> **What is expected**
Report every line in the entries that contains the word "white", copying each line in full.

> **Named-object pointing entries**
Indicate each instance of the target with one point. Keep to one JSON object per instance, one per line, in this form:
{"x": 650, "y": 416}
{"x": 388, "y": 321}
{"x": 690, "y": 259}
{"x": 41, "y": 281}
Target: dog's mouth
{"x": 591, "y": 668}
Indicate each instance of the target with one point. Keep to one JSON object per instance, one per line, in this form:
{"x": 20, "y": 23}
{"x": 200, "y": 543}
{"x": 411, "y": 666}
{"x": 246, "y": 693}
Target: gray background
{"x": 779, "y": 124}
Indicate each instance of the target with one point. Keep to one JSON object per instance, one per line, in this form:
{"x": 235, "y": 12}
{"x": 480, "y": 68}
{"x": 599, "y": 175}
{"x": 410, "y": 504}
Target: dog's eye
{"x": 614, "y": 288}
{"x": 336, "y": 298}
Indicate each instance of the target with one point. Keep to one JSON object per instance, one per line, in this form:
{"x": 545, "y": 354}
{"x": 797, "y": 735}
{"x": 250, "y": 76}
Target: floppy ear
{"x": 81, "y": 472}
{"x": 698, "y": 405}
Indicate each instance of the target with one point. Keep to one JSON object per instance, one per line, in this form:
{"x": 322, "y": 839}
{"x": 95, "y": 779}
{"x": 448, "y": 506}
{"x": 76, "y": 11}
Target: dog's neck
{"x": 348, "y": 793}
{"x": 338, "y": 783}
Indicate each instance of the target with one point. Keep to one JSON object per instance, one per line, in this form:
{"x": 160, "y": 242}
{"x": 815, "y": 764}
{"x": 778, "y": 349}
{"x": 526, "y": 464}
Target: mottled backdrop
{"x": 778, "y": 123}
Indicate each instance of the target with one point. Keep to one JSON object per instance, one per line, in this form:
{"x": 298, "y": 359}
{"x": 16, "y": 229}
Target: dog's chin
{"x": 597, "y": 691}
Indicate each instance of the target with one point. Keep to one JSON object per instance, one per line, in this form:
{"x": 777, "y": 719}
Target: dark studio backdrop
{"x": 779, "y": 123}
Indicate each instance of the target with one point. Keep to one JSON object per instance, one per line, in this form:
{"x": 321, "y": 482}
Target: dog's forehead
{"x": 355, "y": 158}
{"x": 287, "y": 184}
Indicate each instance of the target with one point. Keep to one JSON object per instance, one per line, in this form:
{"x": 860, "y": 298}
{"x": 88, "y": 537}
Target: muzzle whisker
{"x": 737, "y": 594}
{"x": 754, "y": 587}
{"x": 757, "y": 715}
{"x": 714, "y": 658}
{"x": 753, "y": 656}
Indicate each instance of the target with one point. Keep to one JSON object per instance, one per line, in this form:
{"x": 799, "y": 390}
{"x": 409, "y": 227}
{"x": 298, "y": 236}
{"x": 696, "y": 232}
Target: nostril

...

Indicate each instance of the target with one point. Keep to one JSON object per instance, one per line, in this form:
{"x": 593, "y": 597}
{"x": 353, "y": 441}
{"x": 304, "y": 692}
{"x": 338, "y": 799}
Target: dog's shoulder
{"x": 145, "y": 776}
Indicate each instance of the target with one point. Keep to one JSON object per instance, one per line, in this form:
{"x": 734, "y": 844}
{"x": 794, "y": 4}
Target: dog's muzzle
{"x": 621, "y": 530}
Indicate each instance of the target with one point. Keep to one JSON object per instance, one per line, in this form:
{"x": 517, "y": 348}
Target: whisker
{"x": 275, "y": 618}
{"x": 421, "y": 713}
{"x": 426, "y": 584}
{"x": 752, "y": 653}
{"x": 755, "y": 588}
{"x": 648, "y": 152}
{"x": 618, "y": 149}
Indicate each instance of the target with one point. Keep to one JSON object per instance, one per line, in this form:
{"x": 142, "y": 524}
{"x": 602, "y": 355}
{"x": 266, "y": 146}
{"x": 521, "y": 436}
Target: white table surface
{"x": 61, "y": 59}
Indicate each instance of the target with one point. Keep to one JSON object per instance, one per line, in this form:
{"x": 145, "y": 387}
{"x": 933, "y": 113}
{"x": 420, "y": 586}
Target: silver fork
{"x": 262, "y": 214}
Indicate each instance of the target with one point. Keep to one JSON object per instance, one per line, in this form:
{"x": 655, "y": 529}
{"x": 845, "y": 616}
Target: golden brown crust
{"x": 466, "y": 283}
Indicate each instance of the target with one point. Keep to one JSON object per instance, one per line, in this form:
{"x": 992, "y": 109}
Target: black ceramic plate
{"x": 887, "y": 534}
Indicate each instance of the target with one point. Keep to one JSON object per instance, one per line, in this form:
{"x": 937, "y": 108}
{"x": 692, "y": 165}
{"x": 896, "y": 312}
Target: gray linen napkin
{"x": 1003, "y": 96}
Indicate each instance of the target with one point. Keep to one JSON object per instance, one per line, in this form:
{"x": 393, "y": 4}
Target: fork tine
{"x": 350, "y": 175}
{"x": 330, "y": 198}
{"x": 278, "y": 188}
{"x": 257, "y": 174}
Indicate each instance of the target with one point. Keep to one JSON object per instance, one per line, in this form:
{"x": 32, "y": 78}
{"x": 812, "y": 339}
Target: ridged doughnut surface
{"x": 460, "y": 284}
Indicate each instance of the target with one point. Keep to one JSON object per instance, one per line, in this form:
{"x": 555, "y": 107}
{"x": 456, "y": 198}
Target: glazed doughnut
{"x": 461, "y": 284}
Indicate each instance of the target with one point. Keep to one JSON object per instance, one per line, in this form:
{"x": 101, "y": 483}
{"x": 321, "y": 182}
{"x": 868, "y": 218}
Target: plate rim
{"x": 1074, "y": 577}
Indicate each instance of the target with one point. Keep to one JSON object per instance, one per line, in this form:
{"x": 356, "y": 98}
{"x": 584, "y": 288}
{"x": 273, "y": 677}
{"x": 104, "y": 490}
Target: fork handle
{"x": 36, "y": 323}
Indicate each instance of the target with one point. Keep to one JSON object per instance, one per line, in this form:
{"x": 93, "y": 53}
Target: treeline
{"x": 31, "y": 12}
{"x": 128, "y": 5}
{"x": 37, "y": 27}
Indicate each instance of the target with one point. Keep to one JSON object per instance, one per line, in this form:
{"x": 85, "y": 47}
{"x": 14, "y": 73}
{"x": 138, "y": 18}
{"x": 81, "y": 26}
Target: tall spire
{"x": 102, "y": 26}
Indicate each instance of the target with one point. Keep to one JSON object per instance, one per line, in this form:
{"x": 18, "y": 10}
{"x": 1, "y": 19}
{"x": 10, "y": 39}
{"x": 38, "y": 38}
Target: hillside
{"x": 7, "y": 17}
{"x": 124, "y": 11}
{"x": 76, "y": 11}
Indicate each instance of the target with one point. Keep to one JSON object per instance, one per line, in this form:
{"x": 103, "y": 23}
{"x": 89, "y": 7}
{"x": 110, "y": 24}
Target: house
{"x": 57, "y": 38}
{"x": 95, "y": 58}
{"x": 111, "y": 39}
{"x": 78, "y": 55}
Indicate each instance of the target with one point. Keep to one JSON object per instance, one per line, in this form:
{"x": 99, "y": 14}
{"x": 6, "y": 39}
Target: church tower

* * *

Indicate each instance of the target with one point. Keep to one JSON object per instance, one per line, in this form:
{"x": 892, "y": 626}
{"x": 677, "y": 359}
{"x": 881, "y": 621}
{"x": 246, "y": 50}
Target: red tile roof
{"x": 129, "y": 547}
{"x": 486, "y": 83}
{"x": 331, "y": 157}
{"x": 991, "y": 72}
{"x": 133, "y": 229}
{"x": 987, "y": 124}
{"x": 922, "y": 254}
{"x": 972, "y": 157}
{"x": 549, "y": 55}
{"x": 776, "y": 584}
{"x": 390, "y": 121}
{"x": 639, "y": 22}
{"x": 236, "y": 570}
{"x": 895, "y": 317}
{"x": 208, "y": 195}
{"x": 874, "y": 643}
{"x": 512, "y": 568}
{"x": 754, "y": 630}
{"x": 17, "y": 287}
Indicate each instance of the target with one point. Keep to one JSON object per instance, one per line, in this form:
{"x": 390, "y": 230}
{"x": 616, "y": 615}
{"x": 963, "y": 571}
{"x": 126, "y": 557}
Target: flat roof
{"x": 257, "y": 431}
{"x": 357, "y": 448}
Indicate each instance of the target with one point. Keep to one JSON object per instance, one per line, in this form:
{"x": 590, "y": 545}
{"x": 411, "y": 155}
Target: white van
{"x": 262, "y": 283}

> **Full solution**
Target: white table surface
Target: white van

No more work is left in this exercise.